SOURCE TEXT:

Personal information
- Born: March 20, 1992 (age 33) Middletown Township, New Jersey, U.S.
- Listed height: 6 ft 5 in (1.96 m)
- Listed weight: 260 lb (118 kg)

Career information
- High school: Middletown North
- College: Michigan State
- NFL draft: 2016: 3rd round, 75th overall pick

Career history
- Oakland Raiders (2016–2018); New England Patriots (2019–2020); San Francisco 49ers (2021)*; Kansas City Chiefs (2021–2022)*;
- * Offseason and/or practice squad member only

Awards and highlights
- 3× First-team All-Big Ten (2013–2015); Big Ten Defensive Lineman of the Year (2013);

Career NFL statistics
- Total tackles: 56
- Sacks: 2.5
- Forced fumbles: 3
- Stats at Pro Football Reference

= Shilique Calhoun =

American football player (born 1992)

Shilique Calhoun (born March 20, 1992) is an American former professional football player who was a linebacker in the National Football League (NFL). He played college football for the Michigan State Spartans, and was selected by the Oakland Raiders in the third round in the 2016 NFL draft.

==Early life==
Calhoun attended Middletown High School North in Middletown Township, New Jersey. He was a defensive end and tight end for the high school football team. He also played basketball.

==College career==
Calhoun was redshirted at Michigan State University as a freshman in 2011.

DATASET CONTENT:
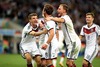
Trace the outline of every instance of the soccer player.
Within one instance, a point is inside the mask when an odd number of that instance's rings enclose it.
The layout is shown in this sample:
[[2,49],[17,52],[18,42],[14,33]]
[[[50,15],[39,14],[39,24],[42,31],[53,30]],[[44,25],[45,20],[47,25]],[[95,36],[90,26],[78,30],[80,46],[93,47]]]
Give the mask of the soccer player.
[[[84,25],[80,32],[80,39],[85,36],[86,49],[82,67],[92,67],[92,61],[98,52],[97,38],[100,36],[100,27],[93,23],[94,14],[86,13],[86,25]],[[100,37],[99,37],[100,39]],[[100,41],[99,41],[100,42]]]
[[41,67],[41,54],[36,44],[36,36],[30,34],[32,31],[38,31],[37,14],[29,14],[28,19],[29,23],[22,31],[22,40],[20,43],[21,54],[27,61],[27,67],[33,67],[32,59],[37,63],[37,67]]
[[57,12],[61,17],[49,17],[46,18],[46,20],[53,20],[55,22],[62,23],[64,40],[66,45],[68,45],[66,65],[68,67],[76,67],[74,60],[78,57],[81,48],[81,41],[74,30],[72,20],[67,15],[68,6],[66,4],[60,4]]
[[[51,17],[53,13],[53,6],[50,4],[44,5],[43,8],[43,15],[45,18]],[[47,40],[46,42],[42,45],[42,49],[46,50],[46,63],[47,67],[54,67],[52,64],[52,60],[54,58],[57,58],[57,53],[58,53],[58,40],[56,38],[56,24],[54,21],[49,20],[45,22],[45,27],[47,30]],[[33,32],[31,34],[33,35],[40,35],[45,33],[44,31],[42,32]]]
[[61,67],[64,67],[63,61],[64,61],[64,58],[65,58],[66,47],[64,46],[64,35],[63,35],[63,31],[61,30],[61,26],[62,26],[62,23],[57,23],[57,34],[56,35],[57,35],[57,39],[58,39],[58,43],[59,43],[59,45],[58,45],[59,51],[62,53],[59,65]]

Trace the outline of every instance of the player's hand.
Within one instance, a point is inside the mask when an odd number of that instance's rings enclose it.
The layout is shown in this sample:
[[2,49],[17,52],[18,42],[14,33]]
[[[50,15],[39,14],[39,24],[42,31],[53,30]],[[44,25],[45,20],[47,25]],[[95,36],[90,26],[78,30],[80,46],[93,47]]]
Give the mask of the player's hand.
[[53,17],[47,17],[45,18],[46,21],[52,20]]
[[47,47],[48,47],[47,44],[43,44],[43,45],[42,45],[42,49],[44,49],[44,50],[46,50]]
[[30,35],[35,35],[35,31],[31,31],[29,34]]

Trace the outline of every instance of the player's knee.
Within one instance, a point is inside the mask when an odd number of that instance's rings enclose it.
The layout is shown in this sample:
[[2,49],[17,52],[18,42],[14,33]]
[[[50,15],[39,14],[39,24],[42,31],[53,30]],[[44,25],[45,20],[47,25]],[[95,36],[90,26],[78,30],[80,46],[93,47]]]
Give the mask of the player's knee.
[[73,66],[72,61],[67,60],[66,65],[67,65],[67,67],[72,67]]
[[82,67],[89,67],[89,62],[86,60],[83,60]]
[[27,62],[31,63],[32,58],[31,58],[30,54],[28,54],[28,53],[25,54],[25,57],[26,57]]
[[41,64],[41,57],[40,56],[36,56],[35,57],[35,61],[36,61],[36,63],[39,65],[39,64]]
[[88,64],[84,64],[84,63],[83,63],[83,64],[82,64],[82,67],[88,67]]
---
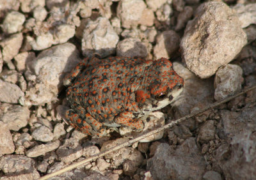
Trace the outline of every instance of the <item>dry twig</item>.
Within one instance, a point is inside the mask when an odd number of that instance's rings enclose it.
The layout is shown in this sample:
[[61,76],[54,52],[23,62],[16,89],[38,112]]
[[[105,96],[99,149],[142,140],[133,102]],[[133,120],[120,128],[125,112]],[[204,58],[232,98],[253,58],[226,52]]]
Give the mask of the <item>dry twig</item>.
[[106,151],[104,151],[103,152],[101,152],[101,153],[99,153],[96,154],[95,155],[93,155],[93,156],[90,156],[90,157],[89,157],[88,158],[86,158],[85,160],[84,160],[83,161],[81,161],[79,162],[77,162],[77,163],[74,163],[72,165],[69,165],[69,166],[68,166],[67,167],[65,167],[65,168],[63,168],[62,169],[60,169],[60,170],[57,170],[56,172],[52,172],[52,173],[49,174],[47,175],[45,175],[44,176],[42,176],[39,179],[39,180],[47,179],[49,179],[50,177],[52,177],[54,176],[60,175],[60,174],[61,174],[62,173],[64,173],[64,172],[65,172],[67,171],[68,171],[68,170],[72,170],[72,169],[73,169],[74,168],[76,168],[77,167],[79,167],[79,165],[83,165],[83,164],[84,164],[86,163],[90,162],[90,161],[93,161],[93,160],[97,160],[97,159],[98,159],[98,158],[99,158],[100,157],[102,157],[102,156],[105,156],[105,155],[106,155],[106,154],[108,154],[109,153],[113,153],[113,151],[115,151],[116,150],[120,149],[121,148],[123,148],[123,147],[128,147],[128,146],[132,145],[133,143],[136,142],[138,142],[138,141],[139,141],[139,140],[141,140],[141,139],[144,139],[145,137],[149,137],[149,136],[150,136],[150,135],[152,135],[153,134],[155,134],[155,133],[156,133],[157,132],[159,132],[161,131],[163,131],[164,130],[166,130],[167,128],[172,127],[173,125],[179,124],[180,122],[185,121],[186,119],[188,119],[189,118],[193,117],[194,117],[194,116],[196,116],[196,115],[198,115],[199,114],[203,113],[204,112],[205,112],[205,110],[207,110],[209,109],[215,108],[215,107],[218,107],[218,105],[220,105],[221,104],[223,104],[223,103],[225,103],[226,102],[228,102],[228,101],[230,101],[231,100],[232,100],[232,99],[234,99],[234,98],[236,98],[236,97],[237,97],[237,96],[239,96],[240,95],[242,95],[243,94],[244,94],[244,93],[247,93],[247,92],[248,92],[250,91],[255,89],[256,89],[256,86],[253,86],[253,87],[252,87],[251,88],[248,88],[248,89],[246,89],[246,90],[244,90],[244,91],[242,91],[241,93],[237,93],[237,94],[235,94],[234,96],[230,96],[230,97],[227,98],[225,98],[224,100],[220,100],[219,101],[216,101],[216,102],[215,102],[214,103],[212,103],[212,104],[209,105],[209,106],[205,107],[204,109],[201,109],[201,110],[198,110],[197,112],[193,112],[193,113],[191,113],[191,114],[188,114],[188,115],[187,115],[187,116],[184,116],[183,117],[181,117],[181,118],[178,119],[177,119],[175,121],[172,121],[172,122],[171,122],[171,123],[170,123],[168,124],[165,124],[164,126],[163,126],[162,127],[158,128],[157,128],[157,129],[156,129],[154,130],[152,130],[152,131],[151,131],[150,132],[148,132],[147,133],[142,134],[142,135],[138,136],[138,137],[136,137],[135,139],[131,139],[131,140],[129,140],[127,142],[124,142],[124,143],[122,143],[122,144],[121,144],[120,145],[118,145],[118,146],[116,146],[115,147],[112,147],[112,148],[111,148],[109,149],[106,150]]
* * *
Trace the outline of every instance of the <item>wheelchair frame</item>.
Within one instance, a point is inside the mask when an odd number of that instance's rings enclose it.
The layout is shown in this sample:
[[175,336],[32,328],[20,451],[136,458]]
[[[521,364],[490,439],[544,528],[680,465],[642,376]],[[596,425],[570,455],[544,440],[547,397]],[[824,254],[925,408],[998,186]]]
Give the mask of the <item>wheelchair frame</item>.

YOUR TASK: Carry on the Shilique Calhoun article after its last sentence, in the same encyclopedic style.

ANSWER BELOW:
As a redshirt freshman in 2012, he played in all 13 games as a backup. He recorded 6 tackles (2.5 for a loss, including 1 sack) and 2 passes defensed. His first year as starter, as a sophomore in 2013, he posted 37 tackles (14 for a loss, including 7.5 sacks), 1 interception, 4 fumble recoveries, and 2 forced fumbles. He was named a second team All-American by numerous publications and was a finalist for the Ted Hendricks Award. Although he was eligible for the 2014 NFL draft, he decided to return for his junior season. During his junior year in 2014, he posted 39 tackles (12.5 for a loss, including 8 sacks), 1 fumble recovery, and a forced fumble. He was expected to leave college and enter the 2015 NFL draft, but he returned to school for his senior year and, during the 2015 season, he collected 49 tackles (15 for a loss, including 10.5 sacks), 3 passes defensed, and a forced fumble. He finished his four-year college career with 27 sacks, 131 tackles (44 tackles for a loss), four forced fumbles, five fumble recoveries, and one interception.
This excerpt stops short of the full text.